Directions for this task: Please take the lines from the one holding "cloud in this photo." through the one holding "instrument panel in this photo." in the data below and copy them exactly.

Given records:

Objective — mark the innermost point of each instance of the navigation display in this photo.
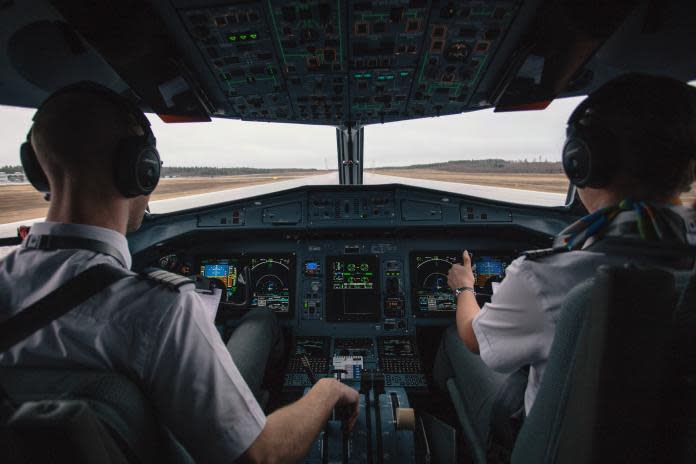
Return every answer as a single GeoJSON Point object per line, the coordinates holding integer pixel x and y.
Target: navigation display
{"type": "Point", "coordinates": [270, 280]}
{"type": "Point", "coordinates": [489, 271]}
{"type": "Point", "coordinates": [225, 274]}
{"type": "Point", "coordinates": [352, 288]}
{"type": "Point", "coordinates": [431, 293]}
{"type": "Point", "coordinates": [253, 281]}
--
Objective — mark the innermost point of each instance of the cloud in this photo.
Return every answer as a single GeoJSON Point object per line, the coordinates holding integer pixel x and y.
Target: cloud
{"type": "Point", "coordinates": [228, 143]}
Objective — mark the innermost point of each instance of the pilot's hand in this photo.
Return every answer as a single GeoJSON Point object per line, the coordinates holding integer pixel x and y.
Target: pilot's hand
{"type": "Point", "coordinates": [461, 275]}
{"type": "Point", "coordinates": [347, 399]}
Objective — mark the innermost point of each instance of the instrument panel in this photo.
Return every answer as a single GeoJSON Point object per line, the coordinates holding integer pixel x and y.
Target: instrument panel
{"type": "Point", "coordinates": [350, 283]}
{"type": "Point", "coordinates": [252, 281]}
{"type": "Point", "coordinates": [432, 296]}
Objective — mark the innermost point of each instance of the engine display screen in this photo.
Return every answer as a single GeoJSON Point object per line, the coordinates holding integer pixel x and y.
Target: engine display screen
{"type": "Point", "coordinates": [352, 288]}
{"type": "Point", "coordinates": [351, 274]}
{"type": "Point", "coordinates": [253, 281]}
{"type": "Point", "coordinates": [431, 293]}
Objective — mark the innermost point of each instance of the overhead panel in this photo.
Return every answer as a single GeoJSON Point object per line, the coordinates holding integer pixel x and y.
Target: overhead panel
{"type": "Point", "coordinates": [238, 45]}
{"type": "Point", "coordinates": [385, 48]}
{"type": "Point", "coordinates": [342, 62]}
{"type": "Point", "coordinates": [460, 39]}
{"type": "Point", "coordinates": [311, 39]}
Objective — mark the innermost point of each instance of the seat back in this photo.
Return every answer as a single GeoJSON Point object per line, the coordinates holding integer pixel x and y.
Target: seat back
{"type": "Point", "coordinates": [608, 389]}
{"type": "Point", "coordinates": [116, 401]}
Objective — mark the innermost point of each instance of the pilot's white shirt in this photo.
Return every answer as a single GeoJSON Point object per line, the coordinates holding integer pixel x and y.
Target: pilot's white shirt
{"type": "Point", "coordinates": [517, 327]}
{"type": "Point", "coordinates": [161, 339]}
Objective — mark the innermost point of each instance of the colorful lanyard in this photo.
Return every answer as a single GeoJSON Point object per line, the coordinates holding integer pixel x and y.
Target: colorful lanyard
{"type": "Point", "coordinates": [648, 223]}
--
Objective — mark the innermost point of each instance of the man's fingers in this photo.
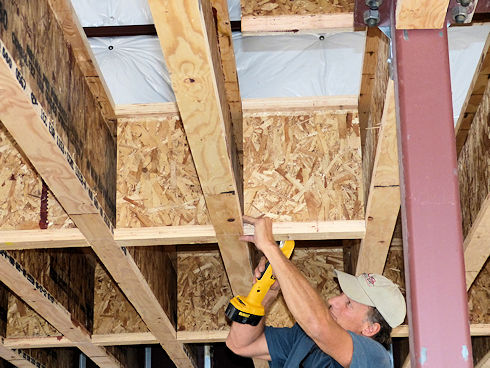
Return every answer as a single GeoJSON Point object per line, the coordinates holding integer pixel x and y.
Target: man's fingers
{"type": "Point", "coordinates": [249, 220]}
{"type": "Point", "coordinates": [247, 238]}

Solution:
Objective — mark the innermost point of each instance of the cloud in this photo.
Return every answer as a single GeoJSON Point object per line, the coordinates holding integer pixel x and y.
Target: cloud
{"type": "Point", "coordinates": [228, 143]}
Objective — mark the innermost point of each instance of the pilot's hand in this photo.
Return every answer as a single GeoJSON Point object per line, the coordinates holding integer pixel x and y.
Target: pilot's hand
{"type": "Point", "coordinates": [461, 275]}
{"type": "Point", "coordinates": [347, 399]}
Objective — mark the innermost point of each instance of the instrument panel in this photo.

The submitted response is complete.